- [SET PROBLEM]: Return every line of the records below that contains the word "leaf", copying each one unchanged.

○ ○ ○ ○

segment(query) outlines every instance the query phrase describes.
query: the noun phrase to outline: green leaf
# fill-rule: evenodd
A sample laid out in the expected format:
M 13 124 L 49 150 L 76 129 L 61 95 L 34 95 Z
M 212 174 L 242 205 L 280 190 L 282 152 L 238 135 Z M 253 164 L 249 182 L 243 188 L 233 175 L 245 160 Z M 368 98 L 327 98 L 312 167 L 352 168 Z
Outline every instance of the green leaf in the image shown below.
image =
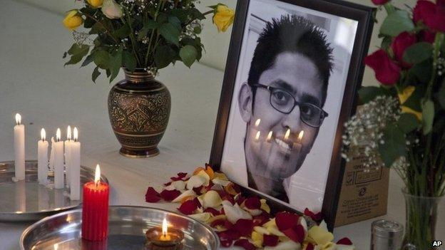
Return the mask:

○ ○ ○ ○

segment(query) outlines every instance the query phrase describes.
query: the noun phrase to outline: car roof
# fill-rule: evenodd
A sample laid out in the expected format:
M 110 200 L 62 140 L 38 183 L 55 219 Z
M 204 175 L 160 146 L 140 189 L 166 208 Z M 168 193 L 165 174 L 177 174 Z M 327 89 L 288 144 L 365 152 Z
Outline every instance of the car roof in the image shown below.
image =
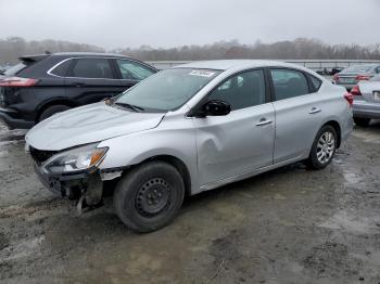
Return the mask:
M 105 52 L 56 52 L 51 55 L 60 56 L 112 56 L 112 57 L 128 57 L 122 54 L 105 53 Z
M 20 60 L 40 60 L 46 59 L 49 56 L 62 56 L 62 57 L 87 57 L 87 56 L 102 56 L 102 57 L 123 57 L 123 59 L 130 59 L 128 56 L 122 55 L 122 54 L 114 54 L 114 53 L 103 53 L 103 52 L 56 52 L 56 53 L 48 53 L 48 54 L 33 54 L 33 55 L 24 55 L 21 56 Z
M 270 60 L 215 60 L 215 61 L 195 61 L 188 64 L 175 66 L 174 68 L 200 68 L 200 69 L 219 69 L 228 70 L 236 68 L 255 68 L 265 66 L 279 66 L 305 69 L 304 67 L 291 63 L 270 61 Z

○ ○ ○ ○

- [ANSWER FOR THIS EXERCISE]:
query: the noun phrase to outline: green leaf
Outline every instance of the green leaf in the image shown below.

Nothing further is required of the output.